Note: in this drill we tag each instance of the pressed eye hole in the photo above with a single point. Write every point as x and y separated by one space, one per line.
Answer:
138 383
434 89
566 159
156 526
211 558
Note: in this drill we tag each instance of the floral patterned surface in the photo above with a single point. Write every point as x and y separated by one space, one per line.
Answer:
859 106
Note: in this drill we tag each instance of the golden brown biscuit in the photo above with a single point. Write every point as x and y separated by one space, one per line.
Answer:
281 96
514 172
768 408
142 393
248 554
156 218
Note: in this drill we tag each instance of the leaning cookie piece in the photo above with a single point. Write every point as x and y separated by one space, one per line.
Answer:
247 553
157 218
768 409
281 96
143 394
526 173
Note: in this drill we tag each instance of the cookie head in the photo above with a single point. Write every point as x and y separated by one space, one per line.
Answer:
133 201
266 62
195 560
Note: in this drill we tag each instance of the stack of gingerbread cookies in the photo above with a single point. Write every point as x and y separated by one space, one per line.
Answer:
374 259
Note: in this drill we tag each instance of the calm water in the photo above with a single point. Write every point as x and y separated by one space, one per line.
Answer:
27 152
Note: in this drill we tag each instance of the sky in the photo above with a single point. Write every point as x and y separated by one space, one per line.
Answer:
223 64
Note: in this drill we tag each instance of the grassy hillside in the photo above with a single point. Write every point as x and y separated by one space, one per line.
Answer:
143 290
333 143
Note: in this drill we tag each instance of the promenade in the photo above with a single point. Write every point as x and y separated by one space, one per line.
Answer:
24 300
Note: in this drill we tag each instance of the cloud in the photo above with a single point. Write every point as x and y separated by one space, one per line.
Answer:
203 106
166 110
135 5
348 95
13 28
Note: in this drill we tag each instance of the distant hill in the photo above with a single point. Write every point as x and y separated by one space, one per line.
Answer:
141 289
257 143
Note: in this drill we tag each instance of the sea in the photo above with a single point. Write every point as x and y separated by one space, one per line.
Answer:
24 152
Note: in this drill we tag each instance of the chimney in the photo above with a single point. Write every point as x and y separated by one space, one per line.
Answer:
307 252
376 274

# # #

→ **Problem requirements**:
Rewrite everything from the line containing "Note: in this drill we tag each instance of the stack" down to the end of the entries, every line in full, shifting each coordinate in the answers by adding 72 to it.

→ **Solved exercise**:
Note: in this drill we tag each instance of the stack of gingerbread cookies in the photo above with a single point. Write every point as x and y separated by one space, one per line.
Answer:
446 331
Note: in this drill we tag each instance of the calm water in the photo above with a single point. Write every point as x and y separated by one space, one per line.
Answer:
99 224
Note: in this drill we tag each instance of the sky in the photo above with a single point. Write every point as x and y separated by one space, one per line.
Answer:
295 136
Note: in this drill we tag each instance of the grassy hillside in the photo above with a single point. Write every point as x and y separated by one space, one per line.
Answer:
215 362
405 215
Note: in this drill we tag each instance of the promenade in the photo above with a single point. Write every point as x and y separated by one space, one per line.
Answer:
96 372
Note: in this drill we tag each instance of the cloud in the photo above with a single point. Write every point as x and y separated by one space, one per line.
Answer:
275 178
238 182
207 77
420 167
85 100
Note: in this drill we tag each instance of the distant hill in the photo above with a single point. Write every point as x and y separated by one space, one per line.
Answer:
213 361
329 215
Note: in this drill we tag each instance of the sea in the photo above with a single point. Write every point as x and y separated by one space, one per line.
Answer:
96 224
Note: in this drill we tag each instance of the chimney in the photo above with a single point. Write every point as x and y separated by one space, one per line.
Answer:
379 324
448 346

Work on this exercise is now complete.